— Activity —
Scan the data. Collect each line that contains the word "small".

******************************

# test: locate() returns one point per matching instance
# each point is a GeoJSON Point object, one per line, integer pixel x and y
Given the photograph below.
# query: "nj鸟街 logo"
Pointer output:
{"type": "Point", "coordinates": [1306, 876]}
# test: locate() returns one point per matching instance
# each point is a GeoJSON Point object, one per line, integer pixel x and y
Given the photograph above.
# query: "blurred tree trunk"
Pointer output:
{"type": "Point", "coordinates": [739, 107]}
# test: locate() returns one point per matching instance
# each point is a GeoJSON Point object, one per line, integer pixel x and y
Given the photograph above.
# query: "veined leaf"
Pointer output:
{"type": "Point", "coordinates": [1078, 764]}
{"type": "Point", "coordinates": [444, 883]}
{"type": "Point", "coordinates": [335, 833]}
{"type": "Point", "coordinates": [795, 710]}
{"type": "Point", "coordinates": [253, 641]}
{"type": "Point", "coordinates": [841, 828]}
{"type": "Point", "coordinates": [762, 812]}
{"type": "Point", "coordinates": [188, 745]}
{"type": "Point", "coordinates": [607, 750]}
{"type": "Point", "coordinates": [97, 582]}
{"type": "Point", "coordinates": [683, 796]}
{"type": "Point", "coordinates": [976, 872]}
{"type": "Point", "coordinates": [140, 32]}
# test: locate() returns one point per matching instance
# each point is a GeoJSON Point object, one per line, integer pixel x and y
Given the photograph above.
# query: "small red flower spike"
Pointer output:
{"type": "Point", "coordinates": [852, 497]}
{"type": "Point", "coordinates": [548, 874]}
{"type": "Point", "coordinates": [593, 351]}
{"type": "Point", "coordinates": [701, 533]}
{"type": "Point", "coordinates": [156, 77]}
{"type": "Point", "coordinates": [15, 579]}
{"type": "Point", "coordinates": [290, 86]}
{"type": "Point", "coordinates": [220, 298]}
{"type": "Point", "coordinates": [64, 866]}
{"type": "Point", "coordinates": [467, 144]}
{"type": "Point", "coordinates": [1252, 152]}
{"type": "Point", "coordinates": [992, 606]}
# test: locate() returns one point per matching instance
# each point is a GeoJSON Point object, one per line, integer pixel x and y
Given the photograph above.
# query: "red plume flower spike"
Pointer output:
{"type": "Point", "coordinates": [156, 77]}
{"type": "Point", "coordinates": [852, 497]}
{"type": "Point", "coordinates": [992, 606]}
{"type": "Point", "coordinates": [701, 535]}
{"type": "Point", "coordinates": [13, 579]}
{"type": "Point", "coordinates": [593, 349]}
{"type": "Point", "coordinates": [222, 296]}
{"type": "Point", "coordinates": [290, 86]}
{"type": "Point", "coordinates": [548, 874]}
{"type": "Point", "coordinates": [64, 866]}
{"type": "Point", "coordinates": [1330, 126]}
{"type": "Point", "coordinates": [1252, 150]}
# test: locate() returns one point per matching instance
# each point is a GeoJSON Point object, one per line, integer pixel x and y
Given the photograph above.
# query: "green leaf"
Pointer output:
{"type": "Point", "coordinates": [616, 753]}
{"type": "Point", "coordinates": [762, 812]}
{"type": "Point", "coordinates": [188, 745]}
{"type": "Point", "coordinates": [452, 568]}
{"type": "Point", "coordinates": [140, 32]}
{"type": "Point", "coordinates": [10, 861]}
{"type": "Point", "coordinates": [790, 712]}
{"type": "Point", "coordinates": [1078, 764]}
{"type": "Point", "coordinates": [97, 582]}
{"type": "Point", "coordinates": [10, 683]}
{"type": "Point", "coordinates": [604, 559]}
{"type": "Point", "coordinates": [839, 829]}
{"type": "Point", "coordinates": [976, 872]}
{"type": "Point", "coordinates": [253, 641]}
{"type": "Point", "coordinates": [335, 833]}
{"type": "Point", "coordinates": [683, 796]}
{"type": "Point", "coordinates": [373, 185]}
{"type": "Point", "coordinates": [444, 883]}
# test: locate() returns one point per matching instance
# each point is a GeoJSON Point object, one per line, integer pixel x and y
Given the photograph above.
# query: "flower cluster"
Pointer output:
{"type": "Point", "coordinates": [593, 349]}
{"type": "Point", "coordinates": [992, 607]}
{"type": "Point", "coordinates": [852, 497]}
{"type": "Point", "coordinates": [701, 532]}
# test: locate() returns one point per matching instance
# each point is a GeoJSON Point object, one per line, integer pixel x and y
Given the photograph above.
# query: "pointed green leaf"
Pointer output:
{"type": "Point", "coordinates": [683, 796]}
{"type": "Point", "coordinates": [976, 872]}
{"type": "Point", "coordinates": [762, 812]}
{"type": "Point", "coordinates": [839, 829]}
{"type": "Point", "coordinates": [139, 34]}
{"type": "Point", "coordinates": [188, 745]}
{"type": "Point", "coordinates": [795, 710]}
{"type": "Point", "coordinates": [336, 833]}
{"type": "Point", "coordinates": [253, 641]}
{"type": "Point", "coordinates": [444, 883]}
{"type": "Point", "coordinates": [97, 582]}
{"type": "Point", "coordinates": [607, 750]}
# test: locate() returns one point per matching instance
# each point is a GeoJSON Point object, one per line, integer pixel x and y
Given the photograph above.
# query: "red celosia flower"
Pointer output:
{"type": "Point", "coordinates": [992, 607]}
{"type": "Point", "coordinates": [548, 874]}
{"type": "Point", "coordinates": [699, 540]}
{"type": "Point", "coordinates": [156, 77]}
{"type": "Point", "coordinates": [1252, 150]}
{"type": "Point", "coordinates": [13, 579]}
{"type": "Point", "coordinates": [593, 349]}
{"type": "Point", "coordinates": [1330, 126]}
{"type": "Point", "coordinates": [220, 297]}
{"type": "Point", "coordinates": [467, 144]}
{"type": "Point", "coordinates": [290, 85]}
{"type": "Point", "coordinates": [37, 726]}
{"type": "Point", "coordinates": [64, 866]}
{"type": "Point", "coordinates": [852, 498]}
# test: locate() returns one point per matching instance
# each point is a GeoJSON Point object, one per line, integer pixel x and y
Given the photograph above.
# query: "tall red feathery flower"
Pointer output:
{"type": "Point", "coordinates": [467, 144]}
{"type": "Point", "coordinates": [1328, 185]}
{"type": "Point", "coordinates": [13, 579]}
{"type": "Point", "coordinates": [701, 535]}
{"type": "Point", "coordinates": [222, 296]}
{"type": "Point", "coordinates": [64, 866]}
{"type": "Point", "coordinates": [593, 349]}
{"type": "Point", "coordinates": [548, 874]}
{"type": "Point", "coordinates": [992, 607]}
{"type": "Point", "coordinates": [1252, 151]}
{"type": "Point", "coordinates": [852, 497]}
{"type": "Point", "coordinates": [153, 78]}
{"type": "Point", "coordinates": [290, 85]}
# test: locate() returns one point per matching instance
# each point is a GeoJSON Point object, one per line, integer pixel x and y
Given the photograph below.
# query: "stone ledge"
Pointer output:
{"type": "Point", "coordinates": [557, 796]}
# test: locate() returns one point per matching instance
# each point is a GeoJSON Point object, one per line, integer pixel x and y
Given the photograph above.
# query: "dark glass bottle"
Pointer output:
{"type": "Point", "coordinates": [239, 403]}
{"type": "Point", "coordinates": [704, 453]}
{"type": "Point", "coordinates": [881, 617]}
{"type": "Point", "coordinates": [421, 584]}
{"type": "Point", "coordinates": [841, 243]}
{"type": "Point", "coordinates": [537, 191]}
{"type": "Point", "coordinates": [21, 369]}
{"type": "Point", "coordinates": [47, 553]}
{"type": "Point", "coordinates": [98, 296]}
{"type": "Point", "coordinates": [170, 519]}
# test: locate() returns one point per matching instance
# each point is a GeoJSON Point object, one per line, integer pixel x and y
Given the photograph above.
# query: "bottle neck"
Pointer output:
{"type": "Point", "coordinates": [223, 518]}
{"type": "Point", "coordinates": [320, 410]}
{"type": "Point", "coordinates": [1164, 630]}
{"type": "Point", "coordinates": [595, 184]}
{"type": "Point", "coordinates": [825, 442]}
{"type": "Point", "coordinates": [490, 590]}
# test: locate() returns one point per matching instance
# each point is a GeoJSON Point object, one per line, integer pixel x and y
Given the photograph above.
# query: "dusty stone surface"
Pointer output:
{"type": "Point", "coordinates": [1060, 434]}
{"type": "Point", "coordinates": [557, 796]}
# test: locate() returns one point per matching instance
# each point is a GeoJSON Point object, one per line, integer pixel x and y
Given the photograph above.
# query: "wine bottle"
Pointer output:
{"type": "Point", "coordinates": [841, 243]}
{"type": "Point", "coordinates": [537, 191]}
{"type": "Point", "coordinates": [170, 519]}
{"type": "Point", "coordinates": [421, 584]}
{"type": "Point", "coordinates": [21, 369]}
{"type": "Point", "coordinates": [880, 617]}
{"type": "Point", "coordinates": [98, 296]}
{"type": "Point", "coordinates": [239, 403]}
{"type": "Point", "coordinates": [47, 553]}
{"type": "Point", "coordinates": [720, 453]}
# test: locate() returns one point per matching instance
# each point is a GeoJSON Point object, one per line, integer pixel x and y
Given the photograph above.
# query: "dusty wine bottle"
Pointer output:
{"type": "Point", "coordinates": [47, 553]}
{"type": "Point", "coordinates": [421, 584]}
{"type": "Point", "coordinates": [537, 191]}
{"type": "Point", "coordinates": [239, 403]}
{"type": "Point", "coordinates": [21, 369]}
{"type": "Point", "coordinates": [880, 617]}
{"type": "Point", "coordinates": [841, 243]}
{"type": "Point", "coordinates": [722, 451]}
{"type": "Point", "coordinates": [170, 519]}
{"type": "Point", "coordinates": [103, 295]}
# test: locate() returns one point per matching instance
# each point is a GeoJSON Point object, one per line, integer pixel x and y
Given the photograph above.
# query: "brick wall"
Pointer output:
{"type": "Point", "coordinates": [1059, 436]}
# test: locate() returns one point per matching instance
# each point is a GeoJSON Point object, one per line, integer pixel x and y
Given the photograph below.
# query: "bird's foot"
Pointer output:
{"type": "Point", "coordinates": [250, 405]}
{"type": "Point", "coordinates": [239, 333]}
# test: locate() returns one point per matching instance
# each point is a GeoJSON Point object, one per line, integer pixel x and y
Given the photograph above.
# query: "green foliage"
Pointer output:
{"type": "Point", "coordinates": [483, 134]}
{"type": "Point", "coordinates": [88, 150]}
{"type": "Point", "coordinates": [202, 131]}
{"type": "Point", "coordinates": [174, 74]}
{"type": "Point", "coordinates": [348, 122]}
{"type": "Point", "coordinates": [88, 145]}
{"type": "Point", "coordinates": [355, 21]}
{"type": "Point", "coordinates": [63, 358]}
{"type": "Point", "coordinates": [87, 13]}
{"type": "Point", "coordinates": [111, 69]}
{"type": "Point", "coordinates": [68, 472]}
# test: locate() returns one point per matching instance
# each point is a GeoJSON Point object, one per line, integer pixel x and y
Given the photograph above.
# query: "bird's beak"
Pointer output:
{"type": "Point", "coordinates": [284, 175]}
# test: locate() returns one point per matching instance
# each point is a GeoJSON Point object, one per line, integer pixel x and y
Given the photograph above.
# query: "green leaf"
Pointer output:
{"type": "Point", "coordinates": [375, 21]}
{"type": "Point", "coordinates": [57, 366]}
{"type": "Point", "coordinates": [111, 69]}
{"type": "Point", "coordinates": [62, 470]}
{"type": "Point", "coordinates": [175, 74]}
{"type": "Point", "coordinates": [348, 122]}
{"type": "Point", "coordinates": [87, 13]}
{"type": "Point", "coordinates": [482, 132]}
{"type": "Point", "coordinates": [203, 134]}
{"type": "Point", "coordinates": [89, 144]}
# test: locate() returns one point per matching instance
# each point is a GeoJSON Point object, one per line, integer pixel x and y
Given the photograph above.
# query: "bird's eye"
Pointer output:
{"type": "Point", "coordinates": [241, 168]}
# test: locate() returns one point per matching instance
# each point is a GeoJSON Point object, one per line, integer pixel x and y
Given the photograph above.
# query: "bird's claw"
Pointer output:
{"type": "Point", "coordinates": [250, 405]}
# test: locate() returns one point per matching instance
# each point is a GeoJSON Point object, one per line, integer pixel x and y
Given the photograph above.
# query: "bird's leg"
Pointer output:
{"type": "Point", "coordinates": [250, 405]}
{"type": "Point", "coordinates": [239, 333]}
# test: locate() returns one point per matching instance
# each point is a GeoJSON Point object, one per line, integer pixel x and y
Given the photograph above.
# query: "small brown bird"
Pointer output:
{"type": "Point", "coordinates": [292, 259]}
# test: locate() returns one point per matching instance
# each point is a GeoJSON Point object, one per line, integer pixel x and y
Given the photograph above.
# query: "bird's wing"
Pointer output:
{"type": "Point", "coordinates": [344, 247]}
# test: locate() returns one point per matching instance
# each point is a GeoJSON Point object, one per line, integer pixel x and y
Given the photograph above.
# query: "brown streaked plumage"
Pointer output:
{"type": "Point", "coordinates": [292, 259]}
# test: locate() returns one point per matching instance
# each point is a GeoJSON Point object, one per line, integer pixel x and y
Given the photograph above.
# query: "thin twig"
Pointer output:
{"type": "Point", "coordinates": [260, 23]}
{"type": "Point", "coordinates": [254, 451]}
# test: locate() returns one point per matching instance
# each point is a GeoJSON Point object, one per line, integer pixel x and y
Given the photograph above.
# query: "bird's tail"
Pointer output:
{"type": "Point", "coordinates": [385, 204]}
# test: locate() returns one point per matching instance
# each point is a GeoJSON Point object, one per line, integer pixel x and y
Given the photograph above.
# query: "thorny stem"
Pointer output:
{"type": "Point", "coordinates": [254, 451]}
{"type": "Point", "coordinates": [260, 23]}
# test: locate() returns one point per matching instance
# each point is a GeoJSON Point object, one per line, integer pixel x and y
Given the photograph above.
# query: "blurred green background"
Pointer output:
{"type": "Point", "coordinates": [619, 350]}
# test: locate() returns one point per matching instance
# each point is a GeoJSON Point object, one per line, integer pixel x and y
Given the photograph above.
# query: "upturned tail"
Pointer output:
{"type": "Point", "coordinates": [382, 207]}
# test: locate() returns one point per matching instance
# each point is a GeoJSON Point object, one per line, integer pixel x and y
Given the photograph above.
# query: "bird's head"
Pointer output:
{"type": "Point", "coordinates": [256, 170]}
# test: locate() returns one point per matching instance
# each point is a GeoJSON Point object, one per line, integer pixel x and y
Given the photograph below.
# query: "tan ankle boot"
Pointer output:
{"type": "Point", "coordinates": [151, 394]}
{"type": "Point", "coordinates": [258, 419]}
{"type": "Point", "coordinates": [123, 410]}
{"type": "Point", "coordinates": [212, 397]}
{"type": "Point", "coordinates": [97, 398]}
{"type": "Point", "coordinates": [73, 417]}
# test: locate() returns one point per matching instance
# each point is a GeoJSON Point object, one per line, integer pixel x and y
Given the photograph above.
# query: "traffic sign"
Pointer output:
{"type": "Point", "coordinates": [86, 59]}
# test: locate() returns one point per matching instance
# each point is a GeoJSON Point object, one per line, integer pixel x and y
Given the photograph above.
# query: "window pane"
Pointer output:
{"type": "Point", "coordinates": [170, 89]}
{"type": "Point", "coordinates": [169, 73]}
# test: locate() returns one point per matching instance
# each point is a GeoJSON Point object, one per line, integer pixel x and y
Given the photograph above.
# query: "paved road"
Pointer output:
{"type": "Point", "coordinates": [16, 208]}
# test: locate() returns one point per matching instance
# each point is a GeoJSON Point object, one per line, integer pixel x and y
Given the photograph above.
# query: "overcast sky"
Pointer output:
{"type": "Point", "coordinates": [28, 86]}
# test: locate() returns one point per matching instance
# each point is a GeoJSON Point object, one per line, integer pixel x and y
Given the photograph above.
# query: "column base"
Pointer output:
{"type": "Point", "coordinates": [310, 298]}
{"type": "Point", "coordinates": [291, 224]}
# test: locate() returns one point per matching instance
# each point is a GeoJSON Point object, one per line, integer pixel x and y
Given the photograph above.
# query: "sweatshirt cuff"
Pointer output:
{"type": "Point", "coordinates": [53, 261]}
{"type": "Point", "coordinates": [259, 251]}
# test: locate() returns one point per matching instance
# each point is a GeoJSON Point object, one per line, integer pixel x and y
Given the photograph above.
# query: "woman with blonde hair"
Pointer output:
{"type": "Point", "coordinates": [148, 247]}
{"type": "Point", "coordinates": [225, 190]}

******************************

— Exercise solution —
# query: "small red flower spike"
# query: "small brown bird"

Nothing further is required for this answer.